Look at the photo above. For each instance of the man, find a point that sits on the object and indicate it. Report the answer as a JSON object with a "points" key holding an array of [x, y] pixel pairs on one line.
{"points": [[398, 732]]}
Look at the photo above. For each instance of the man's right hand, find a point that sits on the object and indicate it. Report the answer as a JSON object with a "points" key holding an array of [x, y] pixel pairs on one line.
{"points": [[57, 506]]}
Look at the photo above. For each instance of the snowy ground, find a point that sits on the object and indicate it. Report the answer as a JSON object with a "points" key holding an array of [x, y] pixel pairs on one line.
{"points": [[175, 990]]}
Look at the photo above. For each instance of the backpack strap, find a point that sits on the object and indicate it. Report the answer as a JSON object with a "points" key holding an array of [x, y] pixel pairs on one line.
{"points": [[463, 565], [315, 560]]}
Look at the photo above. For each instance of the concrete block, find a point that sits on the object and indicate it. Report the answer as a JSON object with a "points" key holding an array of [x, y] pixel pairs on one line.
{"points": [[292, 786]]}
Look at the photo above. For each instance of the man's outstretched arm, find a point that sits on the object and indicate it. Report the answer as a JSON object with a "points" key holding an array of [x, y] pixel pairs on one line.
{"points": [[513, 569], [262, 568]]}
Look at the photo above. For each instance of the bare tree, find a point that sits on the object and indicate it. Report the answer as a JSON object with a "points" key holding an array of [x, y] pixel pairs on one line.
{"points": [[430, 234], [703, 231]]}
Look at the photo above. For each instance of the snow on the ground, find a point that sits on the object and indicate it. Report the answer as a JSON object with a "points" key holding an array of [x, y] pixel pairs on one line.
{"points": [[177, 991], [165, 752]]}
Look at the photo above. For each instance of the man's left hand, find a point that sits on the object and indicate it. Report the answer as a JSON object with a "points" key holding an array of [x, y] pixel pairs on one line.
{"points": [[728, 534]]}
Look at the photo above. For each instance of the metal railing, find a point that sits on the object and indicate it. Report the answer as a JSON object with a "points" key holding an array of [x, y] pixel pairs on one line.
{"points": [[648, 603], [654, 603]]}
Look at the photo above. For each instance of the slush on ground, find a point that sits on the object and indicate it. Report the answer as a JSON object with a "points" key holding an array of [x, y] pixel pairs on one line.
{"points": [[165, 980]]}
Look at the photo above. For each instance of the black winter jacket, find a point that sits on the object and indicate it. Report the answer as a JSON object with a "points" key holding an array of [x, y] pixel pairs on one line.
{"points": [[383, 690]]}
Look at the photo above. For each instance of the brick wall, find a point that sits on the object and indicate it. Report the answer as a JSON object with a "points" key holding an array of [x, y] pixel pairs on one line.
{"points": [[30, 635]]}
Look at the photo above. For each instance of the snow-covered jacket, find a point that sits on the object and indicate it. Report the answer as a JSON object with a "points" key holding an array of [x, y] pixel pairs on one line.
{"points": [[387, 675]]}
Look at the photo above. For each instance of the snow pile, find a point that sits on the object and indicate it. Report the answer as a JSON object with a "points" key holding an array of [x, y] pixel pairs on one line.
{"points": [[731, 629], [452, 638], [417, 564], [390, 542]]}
○ ○ ○ ○
Exercise brief:
Swap "concrete block" for "stone block" in the listing above, then write out the whole listing again with everything else left as it is.

Result:
Look at the photo above. For each instance of the man, find a point that sits on the object and indicate it. Report the answer as a JSON object with a "points" key holding an array of [x, y] pixel pairs on one line.
{"points": [[398, 732]]}
Look at the photo above. For each instance of the man's right hand, find a point that sits on the object and indicate it. Report the answer as a JSON object with a "points" key holding an array of [x, y] pixel pairs on one line.
{"points": [[57, 506]]}
Look at the photo above. For each instance of the snowy ground, find a point that sits on the object and indicate it. Report the answer as a JSON object with a "points" key holding an array of [x, y] pixel pairs on one line.
{"points": [[175, 990]]}
Look at the photo above. For each instance of the backpack strap, find a point that sits on the object and indicate it. Report the answer as a JSON object with a "points" key holding an array of [x, y] pixel pairs on one line.
{"points": [[463, 565], [315, 560]]}
Look at the photo above. For each instance of the stone block, find a point that sits on the object and indicate it. Report the answer as a JSON object with a "points" key holding an array of [x, y] pixel pairs on one line.
{"points": [[292, 786]]}
Look at the photo above. For each instance of the man's outstretched arm, find a point that sits on the object and indicate it. Report the answer as a JSON object with a "points" key holding an array of [x, y] pixel pairs on one line.
{"points": [[513, 569], [262, 568]]}
Look at the photo above. For each instance of the bare tree, find a point that sits on the object and indicate it. Report the answer as a JSON object with a "points" key holding an array of [x, y] pixel pairs on one line.
{"points": [[430, 234], [703, 231]]}
Look at the photo above. For each instance of the snow on the ground, find a point that sits on the object and indicate it. Report the answer as a JSON object with a "points" key holding an array of [x, y] pixel pairs on one line.
{"points": [[177, 991], [165, 752]]}
Look at the photo above. For each instance of the man's left hand, find a point that sits on the object and indicate it. Report the answer as a JSON object with a "points" key holding an array of [x, y] pixel pairs on one line.
{"points": [[728, 534]]}
Look at the photo above. For each instance of the metal railing, find a point that sits on the object and indicate it. Report the answer as a JSON object with a "points" key holding an array of [x, y] pixel pairs on one line.
{"points": [[648, 603], [654, 603]]}
Look at the photo above. For each instance of the slush on ground, find a point that sits on the object and indicate it. Report the answer as a JSON object with a "points" key holding an array of [x, y] pixel pairs on one line.
{"points": [[165, 980]]}
Look at the photo above. For each instance of the black winter jacket, find a point that sits on the object and indicate it. Report the answer as a JSON object with a "points" key holding an array of [x, y] pixel pairs on one line.
{"points": [[383, 690]]}
Look at the photo above. For each instance of the brick wall, find a point that sits on the object and indicate it. Report the answer as a JSON object with a "points" key holding an array of [x, y] pixel pairs on one line.
{"points": [[30, 635]]}
Look at the photo above. For each instance of the snow-covered jacket, find a point that sits on the object and indicate it. Report the answer as a JSON object with a "points" key holding an array of [x, y] pixel pairs on one line.
{"points": [[387, 675]]}
Look at the photo above. For each instance of the snow pile, find a point that sits on the object and indicate it. Report the answer as a JSON object with a "points" key holding an array of [x, y] pixel pairs on one line.
{"points": [[731, 629], [452, 638], [417, 564], [390, 542]]}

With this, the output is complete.